## REQUIRED ACTIONS
#1 Rewrite the listing from its first line through the line containing "260, 626, 284]]", replacing "wooden table" with "dining table" and keeping everything else the same.
#2 Extend the film credits past their last line.

## EXTRACT
|---|

Director/Screenplay – Jeff Lieberman, Producers – Jeff Lieberman, Mickey McDonough, Isen Robbins & Aimee Schoof, Photography – Dejan Georgevich, Music – David Horowitz, Makeup Effects – Anthony Pepe, Satan Mask Designed by Jonathan Fuller, Production Design – Jack Chandler. Production Company – Satan’s Little Company/Intrinsic Value Productions.
Cast
Alexander Brickel (Douglas Whooly), Katheryn Winnick (Jenna Whooly), Joshua Annex (Satan), Amanda Plummer (Merril Whooly), Stephen Graham (Alex), Wass Stevens (Dean Whooly), Dan Ziskie (Vernon), Melisa McGregor (Nicole), Joyce Korbin (Mrs Tishbaum)

|---|

## DATA ENTRIES
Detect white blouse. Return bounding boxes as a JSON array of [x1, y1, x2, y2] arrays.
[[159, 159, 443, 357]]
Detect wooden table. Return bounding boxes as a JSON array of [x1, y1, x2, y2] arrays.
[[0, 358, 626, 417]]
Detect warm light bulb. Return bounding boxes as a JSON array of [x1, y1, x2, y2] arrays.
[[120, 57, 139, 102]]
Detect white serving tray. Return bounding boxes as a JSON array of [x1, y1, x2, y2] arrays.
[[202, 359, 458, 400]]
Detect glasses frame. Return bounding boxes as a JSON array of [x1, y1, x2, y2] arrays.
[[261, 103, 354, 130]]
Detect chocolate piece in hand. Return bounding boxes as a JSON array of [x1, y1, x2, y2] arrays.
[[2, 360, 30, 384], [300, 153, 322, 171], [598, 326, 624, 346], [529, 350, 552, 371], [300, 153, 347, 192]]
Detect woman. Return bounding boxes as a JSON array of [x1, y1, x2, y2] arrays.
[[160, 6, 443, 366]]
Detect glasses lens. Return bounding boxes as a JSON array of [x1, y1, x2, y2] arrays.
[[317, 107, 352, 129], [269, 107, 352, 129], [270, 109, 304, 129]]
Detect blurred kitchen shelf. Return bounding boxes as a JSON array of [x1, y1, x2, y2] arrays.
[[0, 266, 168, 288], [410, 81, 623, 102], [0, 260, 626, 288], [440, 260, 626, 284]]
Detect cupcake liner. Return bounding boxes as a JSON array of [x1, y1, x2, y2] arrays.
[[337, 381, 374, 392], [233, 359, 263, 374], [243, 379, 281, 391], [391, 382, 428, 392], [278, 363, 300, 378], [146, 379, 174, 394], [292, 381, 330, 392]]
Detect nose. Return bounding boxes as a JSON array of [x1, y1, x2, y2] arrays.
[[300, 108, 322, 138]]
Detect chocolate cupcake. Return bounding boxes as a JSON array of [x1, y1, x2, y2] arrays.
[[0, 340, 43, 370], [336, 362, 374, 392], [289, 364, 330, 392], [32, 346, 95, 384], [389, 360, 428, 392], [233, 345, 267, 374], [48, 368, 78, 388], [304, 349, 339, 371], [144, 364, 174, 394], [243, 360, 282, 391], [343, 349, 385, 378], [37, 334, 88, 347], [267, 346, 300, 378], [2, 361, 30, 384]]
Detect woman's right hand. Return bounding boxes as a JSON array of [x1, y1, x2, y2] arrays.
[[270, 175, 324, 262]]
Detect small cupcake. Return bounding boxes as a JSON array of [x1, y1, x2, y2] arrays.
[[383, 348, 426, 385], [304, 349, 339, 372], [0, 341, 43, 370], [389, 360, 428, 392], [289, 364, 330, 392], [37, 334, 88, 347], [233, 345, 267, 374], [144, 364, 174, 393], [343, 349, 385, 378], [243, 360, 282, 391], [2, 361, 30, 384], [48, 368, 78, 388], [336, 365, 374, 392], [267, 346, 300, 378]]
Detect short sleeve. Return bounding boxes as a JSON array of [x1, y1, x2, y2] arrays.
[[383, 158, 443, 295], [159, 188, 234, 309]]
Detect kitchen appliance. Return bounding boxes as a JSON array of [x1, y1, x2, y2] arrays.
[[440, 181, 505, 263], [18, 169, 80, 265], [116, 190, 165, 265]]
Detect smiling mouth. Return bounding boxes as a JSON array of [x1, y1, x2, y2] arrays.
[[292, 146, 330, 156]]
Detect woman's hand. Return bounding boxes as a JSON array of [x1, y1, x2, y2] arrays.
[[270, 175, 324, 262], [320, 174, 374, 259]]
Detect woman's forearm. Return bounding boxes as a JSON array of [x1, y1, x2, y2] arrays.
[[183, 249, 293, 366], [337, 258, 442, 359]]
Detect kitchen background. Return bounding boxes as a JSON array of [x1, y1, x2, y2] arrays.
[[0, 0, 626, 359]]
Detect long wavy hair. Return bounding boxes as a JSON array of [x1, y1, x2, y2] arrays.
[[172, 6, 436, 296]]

|---|

## ANSWERS GIVEN
#1
Detect white blouse. Return bounding boxes as a JSON array of [x1, y1, x2, y2] arrays.
[[159, 159, 443, 357]]
Detect dining table. Return bounding boxes as a JSON array of [x1, y1, x2, y2] arrays.
[[0, 358, 626, 417]]
Detect warm light bulb. Return bounding boxes as a JSON array of [x1, y1, x2, y2] arrays.
[[120, 57, 139, 102]]
Detect white serving tray. Return bounding boxes as a JSON array of [x1, y1, x2, y2] arrays.
[[202, 359, 458, 400]]
Detect glasses frame. Return bounding boxes as a JSON array of [x1, y1, x2, y2] arrays.
[[261, 103, 354, 130]]
Detect chocolate piece in hand. Return bounding boxes as a JSON array of [x1, y1, x2, y2] arrays.
[[2, 360, 30, 384], [300, 153, 322, 171], [598, 326, 624, 346], [529, 350, 552, 371], [300, 153, 347, 192]]
Detect woman. Return bounding boxes as a JSON array of [x1, y1, x2, y2] arrays.
[[160, 6, 443, 366]]
Detect glasses lens. Return bounding boxes as a JSON array of [x1, y1, x2, y2] arrays.
[[317, 107, 352, 129], [269, 107, 352, 129], [270, 109, 304, 129]]
Detect blurred kitchen shelf. Return bounding boxes as a JSON array of [x1, y1, x2, y2] arrays.
[[0, 266, 168, 288], [410, 81, 623, 102], [0, 260, 626, 288], [440, 260, 626, 284]]

#2
Plot
On Bell’s Island, young Douglas Whooly is a fan of the videogame Satan’s Little Helper. His older sister Jenna returns home for Halloween. Douglas was planning in going trick-or-treating with her and is upset because she brings Alex, a guy she met in her acting class, with her. Douglas runs off, saying he wants to wants to give himself to Satan. He comes across a figure in a devil mask who has just killed some people. Douglas believes this is Satan and says he wants to become his helper. Satan agrees and Douglas smuggles him into the basement so that he can kill Alex. Alex takes Douglas out with him to get a Halloween costume but Satan knocks Alex out and returns with Douglas where Jenna takes him to be Alex in costume. With Douglas’s help, Satan proceeds to leave a trail of bodies around the town.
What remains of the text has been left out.